» **Required actions**
(a) Can you retype the passage below on Ferriols and meron, everything from "Continuing education" down to "it’s for good.", word for word?
(b) Do these statements agree with the passage below on Ferriols and meron: (i) Ferriols holds that philosophy can be discussed in any language; (ii) Ferriols says he translated "being" into "meron"; (iii) Ferriols is retiring for the first time? Answer yes or no for each and quote the words of the passage that decide it.

» **Document passage**
Ferriols adds, “You can discuss philosophy in any language but I think it should be done in Filipino in a place where Filipino is [the language]. If you ride the bus, [people] talk in Filipino, if you turn on the television and you want to hear what the Filipino media is thinking they are still talking in Filipino.”

“When Filipinos think philosophically in their language, something inextricably Filipino enters into their philosophizing and eventually strikes them in a way that they can no longer ignore the call of meron,” Calano says.

Meron is the main tenet of Ferriols’ contribution to the discussion of philosophy in the Philippines. However, Tolentino says, it is often misunderstood and many scholars have disagreed with Ferriols’ discussion of ‘meron.’ “But I think they’re missing the point,” he says. “It is a philosophy that springs from the concrete everyday experience of Filipinos, and it can speak to that experience.”

Ferriols clarifies, “’Yung sinasabi ko yung meron, hindi ko sinasabi na kailangan kong isalin ang isang pagtingin sa Filipino. Sinabi ko na mayroon akong naranasan. [Halimbawa], ang isang aso. Iniisip ko ang isang aso pero pagkatapos no’n may asong pumasok sa kuwarto. Anong kaibahan sa pag-iisip ko sa aso at sa aking pakikitagpo sa aso? Ano kaibahan sa dalawa? Iniisip ko ang isang aso at may aso akong natagpo. Anong kaibahan nilang dalawa? Tapos sabi ko, ‘meron’ yung isa. (When I talked about ‘meron,’ I didn’t mean to translate a word into Filipino. I meant that there is an experience–for example, a dog. I was thinking of a dog and then after, a dog went into the room. What was different between the dog I was thinking of and the dog that went into the room? What was the difference? I thought of a dog and there was a dog that went in the room. What was the difference between the two? Then I said, one has ‘meron’).”
Ferriols tells us a story of a time that a seminarian read his writings and wrote a thesis about it. “Ang ‘meron’ ay hindi isang translation, ang meron ay isang pagbikas sa karanasan mo (‘Meron’ is not a translation, ‘meron’ is speaking about your experience),” the seminarian told Ferriols.

Ferriols replied, “Tama! Ikaw sa isa sa mga tao na nakaintindi sa sinulat ko. ‘Yung ibang mga tao iniisip nila na mayroon akong sinasalin, na inisalin ko ang ‘being’ sa ‘meron,’ pero ang ‘meron’ ay hindi pagsalin sa ‘being.’ (You’re right! You’re one who has understood what I wrote. Other people think that I translated something, that I translated ‘being’ into ‘meron’ but ‘meron’ is not a translation of ‘being.’)”

Continuing education

This is his second retirement—Ferriols also retired when he turned 60, but chose to continue part-time—but this time, it’s for good.

» **Source material**

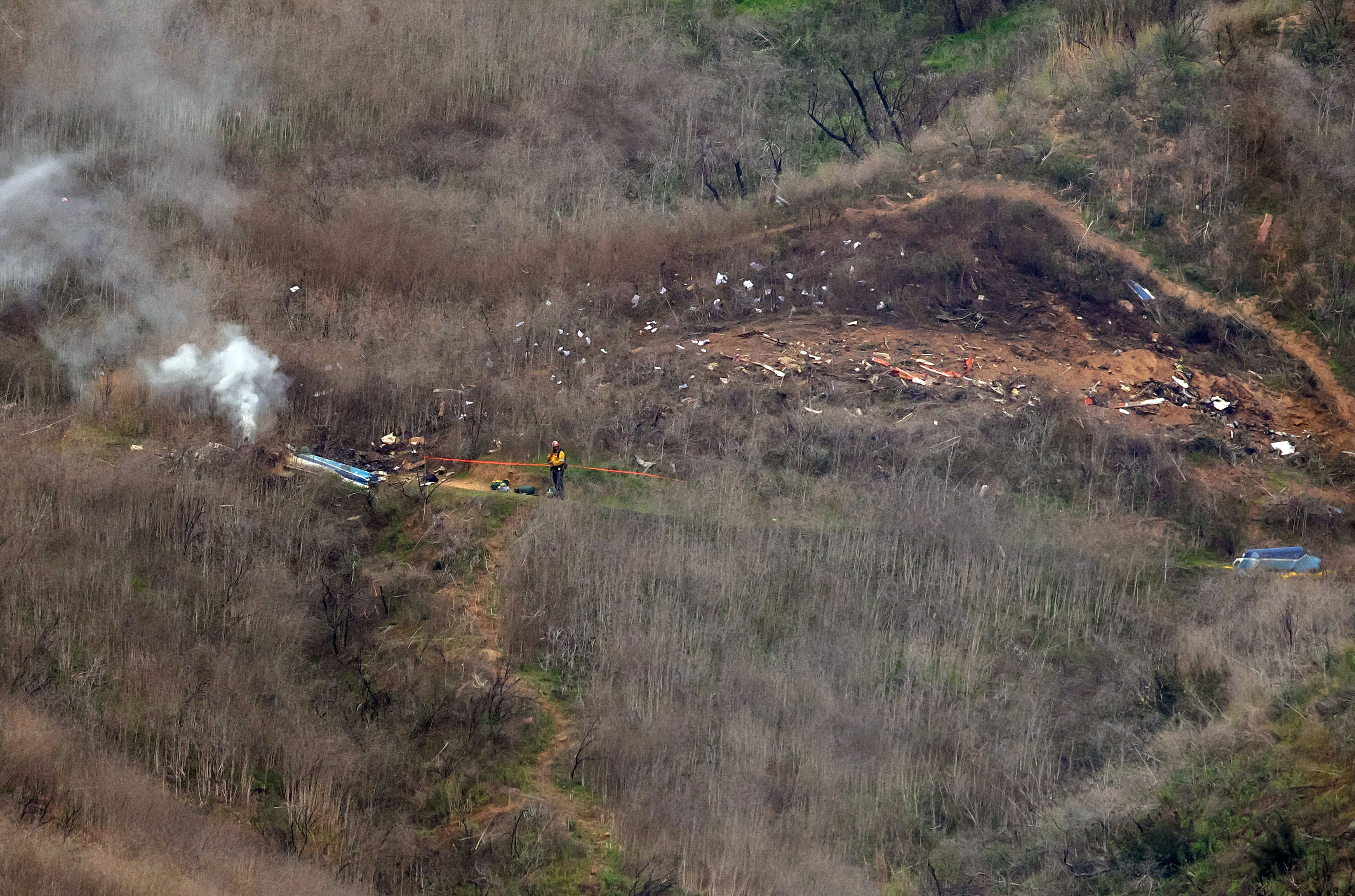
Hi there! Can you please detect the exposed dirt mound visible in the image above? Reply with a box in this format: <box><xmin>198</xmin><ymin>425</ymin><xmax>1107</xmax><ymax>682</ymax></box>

» **In response**
(a)
Continuing education

This is his second retirement—Ferriols also retired when he turned 60, but chose to continue part-time—but this time, it’s for good.

(b)
(i) Yes: "You can discuss philosophy in any language"
(ii) No: "but ‘meron’ is not a translation of ‘being.’"
(iii) No: "This is his second retirement"